> [Work task A]
In the passage on WuXi's proposed Middletown complex, write out the text starting with "WuXi would add" and going on through "and warehouse workers.".
> [Work task B]
Answer these questions from the passage on WuXi's proposed Middletown complex:
(i) How large would the proposed complex be, in square feet?
(ii) What would the first phase of construction cost?
(iii) About how many people does WuXi employ in Philadelphia?

> [Selected passage]
BEGIN

The proposed 1.7 million-square-foot complex — bigger than Philadelphia’s largest office towers — would house a factory for WuXi’s STA pharmaceuticals division. It would be WuXi AppTec’s largest U.S. manufacturing facility, more than triple the size of its Advanced Therapies Unit Navy Yard complex in South Philadelphia, and dwarfing its lone U.S. pill factory in San Diego.

WuXi would add about 500 employees there by 2024, with pay starting at about $40,000 a year, Childers said. That first phase of construction would cost $510 million, according to WuXi’s heavily redacted application for public aid.

» READ MORE: Biomanufacturing: These 30 gene-therapy firms employ more than 3,000 in Philly area

The site would eventually house 1,200, said Kenneth L. Branner Jr., mayor of Middletown, which is also home to a large Amazon distribution center and Johnson Controls plant, among others. WuXi employs about 600 in Philadelphia and an affiliate employs about 50 in King of Prussia. The Middletown plant would hire factory operators, lab technicians, quality-control staff, scientists, managers and warehouse workers.

END

Point-per-instance localization data

BEGIN

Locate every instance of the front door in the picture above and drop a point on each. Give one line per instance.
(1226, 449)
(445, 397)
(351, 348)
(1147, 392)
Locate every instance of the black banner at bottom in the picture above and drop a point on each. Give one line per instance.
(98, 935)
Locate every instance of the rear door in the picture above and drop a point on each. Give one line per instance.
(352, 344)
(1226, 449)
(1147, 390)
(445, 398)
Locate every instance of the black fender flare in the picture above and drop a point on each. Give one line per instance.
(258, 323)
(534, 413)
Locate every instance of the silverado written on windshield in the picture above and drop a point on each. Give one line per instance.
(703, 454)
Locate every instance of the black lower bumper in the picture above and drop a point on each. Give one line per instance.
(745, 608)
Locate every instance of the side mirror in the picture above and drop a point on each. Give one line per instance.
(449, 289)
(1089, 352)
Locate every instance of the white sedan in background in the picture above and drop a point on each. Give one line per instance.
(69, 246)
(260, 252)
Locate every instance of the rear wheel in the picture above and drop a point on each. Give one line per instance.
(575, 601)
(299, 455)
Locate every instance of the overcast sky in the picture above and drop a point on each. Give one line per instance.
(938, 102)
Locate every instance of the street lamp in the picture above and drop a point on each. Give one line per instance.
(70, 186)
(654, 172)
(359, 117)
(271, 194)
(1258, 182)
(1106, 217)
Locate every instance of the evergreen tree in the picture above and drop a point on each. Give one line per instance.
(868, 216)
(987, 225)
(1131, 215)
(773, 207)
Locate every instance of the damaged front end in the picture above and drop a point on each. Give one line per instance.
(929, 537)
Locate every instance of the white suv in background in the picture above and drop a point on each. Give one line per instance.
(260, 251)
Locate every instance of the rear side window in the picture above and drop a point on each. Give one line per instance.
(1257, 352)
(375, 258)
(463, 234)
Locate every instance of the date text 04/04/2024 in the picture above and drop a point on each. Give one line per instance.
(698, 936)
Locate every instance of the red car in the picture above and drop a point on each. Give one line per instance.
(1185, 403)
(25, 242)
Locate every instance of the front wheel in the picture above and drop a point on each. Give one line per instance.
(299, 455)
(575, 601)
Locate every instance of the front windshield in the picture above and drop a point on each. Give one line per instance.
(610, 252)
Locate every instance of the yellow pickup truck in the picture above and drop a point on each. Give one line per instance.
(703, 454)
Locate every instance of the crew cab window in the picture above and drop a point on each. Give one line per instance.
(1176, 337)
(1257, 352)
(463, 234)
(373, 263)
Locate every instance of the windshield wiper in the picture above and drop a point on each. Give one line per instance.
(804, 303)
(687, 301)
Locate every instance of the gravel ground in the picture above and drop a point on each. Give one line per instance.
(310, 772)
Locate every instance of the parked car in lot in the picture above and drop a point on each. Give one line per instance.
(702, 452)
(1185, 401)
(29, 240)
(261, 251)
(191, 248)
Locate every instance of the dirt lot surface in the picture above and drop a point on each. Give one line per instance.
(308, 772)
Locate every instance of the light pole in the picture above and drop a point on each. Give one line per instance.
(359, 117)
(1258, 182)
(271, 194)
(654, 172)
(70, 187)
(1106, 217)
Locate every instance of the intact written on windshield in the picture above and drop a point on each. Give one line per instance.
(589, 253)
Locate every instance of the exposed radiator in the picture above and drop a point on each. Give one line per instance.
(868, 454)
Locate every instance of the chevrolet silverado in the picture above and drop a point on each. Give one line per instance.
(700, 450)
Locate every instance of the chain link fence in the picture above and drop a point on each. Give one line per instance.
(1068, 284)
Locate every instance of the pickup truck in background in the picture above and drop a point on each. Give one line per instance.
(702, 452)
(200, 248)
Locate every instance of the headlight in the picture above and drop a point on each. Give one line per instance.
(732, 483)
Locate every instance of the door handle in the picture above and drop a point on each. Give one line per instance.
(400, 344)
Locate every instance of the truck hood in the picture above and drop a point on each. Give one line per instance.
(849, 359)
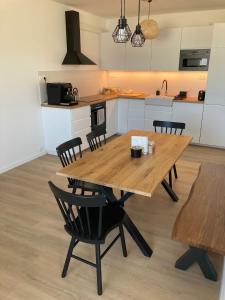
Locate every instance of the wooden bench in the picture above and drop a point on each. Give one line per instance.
(201, 221)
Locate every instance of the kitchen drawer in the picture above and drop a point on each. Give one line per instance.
(81, 124)
(80, 113)
(134, 123)
(82, 134)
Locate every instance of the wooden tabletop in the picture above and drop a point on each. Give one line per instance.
(112, 165)
(201, 221)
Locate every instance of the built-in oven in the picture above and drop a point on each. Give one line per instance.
(98, 115)
(194, 60)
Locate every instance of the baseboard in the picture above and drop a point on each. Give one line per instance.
(222, 288)
(21, 162)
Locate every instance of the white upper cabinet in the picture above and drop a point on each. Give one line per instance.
(138, 59)
(216, 77)
(218, 35)
(166, 50)
(112, 54)
(213, 125)
(197, 37)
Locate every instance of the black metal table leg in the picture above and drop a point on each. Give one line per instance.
(137, 237)
(201, 257)
(169, 190)
(131, 228)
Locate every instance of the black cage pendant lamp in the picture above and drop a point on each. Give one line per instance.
(122, 33)
(138, 38)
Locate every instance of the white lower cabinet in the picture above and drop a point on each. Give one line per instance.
(111, 117)
(213, 125)
(156, 112)
(122, 115)
(61, 125)
(191, 115)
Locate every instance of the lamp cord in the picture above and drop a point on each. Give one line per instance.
(149, 9)
(139, 11)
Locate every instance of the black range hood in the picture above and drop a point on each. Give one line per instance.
(74, 55)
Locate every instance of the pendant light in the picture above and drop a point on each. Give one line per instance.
(138, 38)
(122, 33)
(149, 27)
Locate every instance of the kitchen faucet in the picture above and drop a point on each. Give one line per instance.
(165, 81)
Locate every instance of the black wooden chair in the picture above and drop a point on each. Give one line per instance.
(89, 219)
(96, 138)
(68, 153)
(170, 128)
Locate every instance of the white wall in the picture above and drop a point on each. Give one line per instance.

END

> [Response A]
WuXi would add about 500 employees there by 2024, with pay starting at about $40,000 a year, Childers said. That first phase of construction would cost $510 million, according to WuXi’s heavily redacted application for public aid.

» READ MORE: Biomanufacturing: These 30 gene-therapy firms employ more than 3,000 in Philly area

The site would eventually house 1,200, said Kenneth L. Branner Jr., mayor of Middletown, which is also home to a large Amazon distribution center and Johnson Controls plant, among others. WuXi employs about 600 in Philadelphia and an affiliate employs about 50 in King of Prussia. The Middletown plant would hire factory operators, lab technicians, quality-control staff, scientists, managers and warehouse workers.

> [Response B]
(i) 1.7 million square feet
(ii) $510 million
(iii) About 600